> [REQUIRED WORK]
Copy everything from the start of the data down to and including the line containing "point(287, 213)", requests and all, but shift every coordinate in the marked answer points up by 150 and leave the requests and their sample points unchanged. Leave the pictures out.

** BEGIN RECORD EXCERPTS **

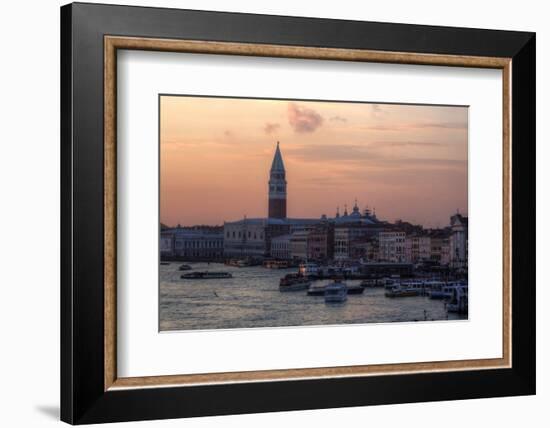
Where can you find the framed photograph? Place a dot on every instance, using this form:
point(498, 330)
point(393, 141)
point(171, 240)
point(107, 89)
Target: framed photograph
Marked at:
point(266, 213)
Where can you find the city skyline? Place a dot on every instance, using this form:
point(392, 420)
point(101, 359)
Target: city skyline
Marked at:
point(407, 161)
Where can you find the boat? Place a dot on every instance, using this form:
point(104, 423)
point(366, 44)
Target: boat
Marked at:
point(441, 291)
point(336, 292)
point(401, 292)
point(276, 264)
point(206, 275)
point(316, 290)
point(239, 262)
point(294, 282)
point(308, 269)
point(356, 289)
point(459, 300)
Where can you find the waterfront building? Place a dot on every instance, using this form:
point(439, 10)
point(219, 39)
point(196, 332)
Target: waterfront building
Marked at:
point(392, 246)
point(166, 243)
point(320, 242)
point(347, 233)
point(299, 245)
point(459, 242)
point(364, 248)
point(245, 238)
point(277, 186)
point(439, 246)
point(280, 247)
point(355, 217)
point(417, 248)
point(192, 243)
point(310, 237)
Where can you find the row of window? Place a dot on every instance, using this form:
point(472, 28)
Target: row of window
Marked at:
point(229, 234)
point(199, 244)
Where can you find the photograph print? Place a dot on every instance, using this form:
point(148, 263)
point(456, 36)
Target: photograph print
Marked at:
point(287, 213)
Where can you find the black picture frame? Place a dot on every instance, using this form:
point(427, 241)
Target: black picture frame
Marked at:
point(83, 399)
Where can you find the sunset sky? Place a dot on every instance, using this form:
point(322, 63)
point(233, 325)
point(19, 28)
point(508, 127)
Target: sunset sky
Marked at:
point(409, 162)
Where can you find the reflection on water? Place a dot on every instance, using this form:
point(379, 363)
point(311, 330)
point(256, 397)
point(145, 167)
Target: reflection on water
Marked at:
point(252, 299)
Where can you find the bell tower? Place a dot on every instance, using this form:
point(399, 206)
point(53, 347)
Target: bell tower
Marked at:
point(277, 186)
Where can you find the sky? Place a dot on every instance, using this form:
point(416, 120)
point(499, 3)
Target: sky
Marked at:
point(409, 162)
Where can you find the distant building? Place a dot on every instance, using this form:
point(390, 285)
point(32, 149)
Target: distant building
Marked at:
point(245, 238)
point(280, 247)
point(299, 245)
point(320, 242)
point(348, 235)
point(364, 248)
point(417, 248)
point(439, 246)
point(459, 242)
point(192, 243)
point(277, 186)
point(166, 242)
point(392, 246)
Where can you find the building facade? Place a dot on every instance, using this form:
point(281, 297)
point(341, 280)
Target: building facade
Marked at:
point(245, 238)
point(320, 245)
point(417, 248)
point(391, 246)
point(299, 245)
point(459, 242)
point(192, 243)
point(280, 247)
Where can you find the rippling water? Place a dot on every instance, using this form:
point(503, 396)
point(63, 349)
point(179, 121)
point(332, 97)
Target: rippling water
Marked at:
point(252, 299)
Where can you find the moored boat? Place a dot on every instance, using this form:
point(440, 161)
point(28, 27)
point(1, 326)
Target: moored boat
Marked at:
point(336, 292)
point(308, 269)
point(316, 290)
point(401, 292)
point(206, 275)
point(294, 282)
point(459, 300)
point(356, 289)
point(276, 264)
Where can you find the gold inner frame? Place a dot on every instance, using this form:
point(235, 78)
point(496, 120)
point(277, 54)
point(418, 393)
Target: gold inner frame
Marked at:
point(113, 43)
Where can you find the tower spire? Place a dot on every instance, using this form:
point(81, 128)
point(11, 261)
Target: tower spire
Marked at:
point(277, 186)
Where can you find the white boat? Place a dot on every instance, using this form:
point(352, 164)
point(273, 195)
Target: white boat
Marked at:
point(400, 291)
point(336, 292)
point(294, 282)
point(459, 300)
point(206, 275)
point(441, 290)
point(308, 269)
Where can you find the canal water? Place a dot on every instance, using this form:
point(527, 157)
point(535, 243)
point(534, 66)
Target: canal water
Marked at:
point(252, 299)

** END RECORD EXCERPTS **

> [COMPLETED EXERCISE]
Where can you find the framed photograph? Place a dot on every instance, using this form:
point(498, 330)
point(393, 141)
point(171, 240)
point(107, 89)
Target: framed photograph
Marked at:
point(416, 363)
Where can you find the city skyline? Place a dot on every instance, using this form:
point(392, 420)
point(101, 359)
Target: city skyline
Marked at:
point(557, 311)
Where can you find the boat? Place a dot on every instance, using this form:
point(104, 423)
point(366, 44)
Target: boat
Marked at:
point(591, 441)
point(486, 442)
point(551, 442)
point(426, 414)
point(356, 425)
point(466, 440)
point(389, 412)
point(444, 432)
point(458, 419)
point(506, 439)
point(609, 450)
Where can you find the waterfront building? Place a dot on every instance, using this form:
point(439, 10)
point(219, 39)
point(196, 332)
Target: waterfront building
Marked at:
point(542, 396)
point(316, 393)
point(470, 392)
point(497, 383)
point(449, 395)
point(609, 392)
point(514, 398)
point(395, 388)
point(427, 336)
point(589, 396)
point(430, 397)
point(505, 367)
point(567, 398)
point(342, 393)
point(460, 387)
Where can you find the row of window? Place a dot on every instance, using this form:
point(472, 28)
Target: row of window
Marked at:
point(379, 384)
point(349, 394)
Where can you find the photograph print? Place a dot on every instance, using this form:
point(148, 263)
point(456, 36)
Target: photograph print
Marked at:
point(437, 363)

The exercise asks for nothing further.